▶ BRIEF: Send back all of the records, each one exactly as written.
*** Opening SOURCE INFORMATION ***
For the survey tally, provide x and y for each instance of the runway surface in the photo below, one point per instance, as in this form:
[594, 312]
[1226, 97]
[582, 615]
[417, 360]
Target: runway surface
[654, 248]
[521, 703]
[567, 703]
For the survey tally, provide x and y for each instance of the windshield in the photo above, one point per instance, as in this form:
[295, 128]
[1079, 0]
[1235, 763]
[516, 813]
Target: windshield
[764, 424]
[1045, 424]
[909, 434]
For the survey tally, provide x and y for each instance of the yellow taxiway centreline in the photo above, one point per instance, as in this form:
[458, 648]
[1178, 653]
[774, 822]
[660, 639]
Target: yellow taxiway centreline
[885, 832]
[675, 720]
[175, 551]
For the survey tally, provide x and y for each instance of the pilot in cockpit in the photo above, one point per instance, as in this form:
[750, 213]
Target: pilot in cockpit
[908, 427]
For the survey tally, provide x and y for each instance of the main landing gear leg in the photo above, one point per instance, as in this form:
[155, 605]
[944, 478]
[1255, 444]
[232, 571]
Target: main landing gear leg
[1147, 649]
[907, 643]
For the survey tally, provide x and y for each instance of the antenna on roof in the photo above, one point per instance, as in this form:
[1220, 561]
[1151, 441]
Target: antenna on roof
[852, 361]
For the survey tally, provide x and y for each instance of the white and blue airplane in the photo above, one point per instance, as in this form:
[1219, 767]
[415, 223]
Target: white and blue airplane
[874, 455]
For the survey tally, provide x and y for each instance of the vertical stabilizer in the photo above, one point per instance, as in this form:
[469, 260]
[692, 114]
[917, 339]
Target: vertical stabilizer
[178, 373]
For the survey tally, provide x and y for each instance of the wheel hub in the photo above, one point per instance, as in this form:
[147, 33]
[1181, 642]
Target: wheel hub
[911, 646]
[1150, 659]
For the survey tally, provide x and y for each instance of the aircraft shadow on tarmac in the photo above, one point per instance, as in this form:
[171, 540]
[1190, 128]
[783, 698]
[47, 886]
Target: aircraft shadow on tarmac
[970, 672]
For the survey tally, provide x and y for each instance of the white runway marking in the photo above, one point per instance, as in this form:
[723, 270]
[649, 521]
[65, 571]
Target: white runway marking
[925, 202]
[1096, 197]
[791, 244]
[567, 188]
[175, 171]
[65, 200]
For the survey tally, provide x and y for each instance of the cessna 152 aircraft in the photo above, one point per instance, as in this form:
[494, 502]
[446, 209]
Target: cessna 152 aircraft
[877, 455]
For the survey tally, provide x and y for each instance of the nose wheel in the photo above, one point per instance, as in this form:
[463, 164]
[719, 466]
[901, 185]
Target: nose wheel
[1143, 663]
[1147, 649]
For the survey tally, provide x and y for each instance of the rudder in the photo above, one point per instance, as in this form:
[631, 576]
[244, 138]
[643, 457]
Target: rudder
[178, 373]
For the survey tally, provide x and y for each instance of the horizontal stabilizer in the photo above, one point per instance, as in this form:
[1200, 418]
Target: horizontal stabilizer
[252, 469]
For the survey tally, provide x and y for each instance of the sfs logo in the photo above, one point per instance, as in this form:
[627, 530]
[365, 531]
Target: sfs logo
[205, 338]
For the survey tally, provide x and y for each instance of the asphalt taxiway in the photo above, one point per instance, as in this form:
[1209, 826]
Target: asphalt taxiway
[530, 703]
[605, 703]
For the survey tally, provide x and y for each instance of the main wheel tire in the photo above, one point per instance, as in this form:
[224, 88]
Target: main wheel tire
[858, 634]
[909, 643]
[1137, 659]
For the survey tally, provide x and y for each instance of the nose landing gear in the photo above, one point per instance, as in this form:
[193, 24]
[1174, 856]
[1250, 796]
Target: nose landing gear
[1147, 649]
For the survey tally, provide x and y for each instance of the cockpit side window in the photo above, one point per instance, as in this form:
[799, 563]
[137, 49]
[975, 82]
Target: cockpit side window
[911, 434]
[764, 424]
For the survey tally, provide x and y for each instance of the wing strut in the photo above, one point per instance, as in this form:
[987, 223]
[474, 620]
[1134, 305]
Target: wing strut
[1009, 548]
*** Closing SOURCE INFORMATION ***
▶ YOUR SOLUTION:
For the survey tally, provide x and y for each instance of the runway surface in the photo below, one point per instance, as in this form:
[594, 312]
[1226, 97]
[582, 615]
[417, 360]
Target: runway surface
[654, 248]
[521, 703]
[567, 703]
For the survey tally, provide x and y for each instance of the windshield in the photo above, one point per instance, as in this form:
[295, 128]
[1079, 0]
[1235, 763]
[516, 813]
Target: windshield
[764, 424]
[1045, 424]
[909, 434]
For the survey tally, provide x and y for each instance of the yellow taxiway centreline in the photo above, one point per instance, as in this form:
[458, 648]
[1178, 653]
[774, 822]
[660, 639]
Target: yellow taxiway centreline
[885, 832]
[675, 720]
[175, 551]
For the survey tally, provide x and y for each instance of the pilot in cockpit in the photo above, one point per instance, as in this form:
[750, 213]
Target: pilot in cockpit
[908, 427]
For the survey tally, provide x and y for each instance of the main landing gear leg in the photo above, one point per instance, as in this form:
[155, 605]
[944, 478]
[1255, 444]
[232, 571]
Target: main landing gear leg
[1147, 649]
[907, 643]
For the survey tally, provide x and y for each instance of the antenna on roof in the photo above, one point per instance, as in this form:
[1220, 561]
[1151, 441]
Target: antenna on roof
[852, 361]
For the survey tally, provide x and y for each instance of the white and blue airplane in the photo above, one point per instance, as in this form:
[1219, 767]
[415, 223]
Target: white and blue airplane
[874, 455]
For the survey tally, provide x and y for each instance of the vertical stabilizer in the photo above, one point per instance, as in this form:
[469, 260]
[692, 114]
[917, 339]
Target: vertical stabilizer
[178, 373]
For the survey tally, provide x and y for each instance of the wheel hub in the photo above, one point per instance, as in this form:
[147, 33]
[1181, 642]
Target: wheel hub
[911, 646]
[1150, 659]
For the survey tally, provide x and y for each instance of the aircraft shadow on tarmac in the photo above, one point per instance, as in this form:
[171, 540]
[1190, 128]
[783, 698]
[47, 886]
Target: aircraft shadow on tarmac
[970, 672]
For the survey tally, provide x and y for each instance of the white runway marking in the photo above, one point per instance, as in this form:
[723, 270]
[649, 521]
[65, 571]
Target: white runway marking
[925, 202]
[1096, 197]
[791, 244]
[567, 188]
[175, 171]
[65, 200]
For the survey tally, provide x and y for each instance of the cessna 152 aircraft in the photo above, one point per instance, as in this form:
[494, 502]
[446, 209]
Target: cessna 152 aircraft
[877, 455]
For the survey tally, provide x and y for each instance of the nose wheel in the photo above, one point per instance, as in this form:
[463, 164]
[719, 466]
[901, 185]
Target: nose wheel
[1143, 663]
[1147, 649]
For the survey tally, provide x and y for each instance of the rudder in the photo above, one point per instance, as in this form:
[631, 576]
[244, 138]
[643, 457]
Target: rudder
[178, 373]
For the survey tally, provide x and y for each instance of the horizontal stabilizer in the photo above, one point per instance, as in this form:
[1200, 418]
Target: horizontal stabilizer
[252, 469]
For the survey tally, provide x and y for each instance of the sfs logo in the photo above, one point per instance, as in this form:
[627, 530]
[365, 531]
Target: sfs logo
[205, 338]
For the survey tally, provide x and y for each instance of the asphalt taxiway in the photo above, one point per instance, as in this form:
[1209, 826]
Target: asphalt taxiway
[530, 703]
[605, 703]
For the survey tally, provide x and y for each instance of the main wheel tire in the photo above, one point per instance, as in this form:
[224, 88]
Target: main wheel tire
[858, 634]
[909, 643]
[1137, 659]
For the survey tally, provide x and y for each instance of the nose landing gear in the photo above, one point per instance, as in this form:
[193, 24]
[1174, 856]
[1250, 796]
Target: nose landing gear
[1147, 649]
For the survey tally, provide x and y for each instance of the cockpit side window in the photo above, one point per instance, as in this form:
[799, 563]
[137, 49]
[975, 82]
Target: cockpit side window
[911, 434]
[764, 424]
For the survey tally, provide x and y for each instance of the wing strut in the photo above, one point per instance, as in this form:
[987, 223]
[474, 620]
[1134, 305]
Target: wing strut
[1009, 548]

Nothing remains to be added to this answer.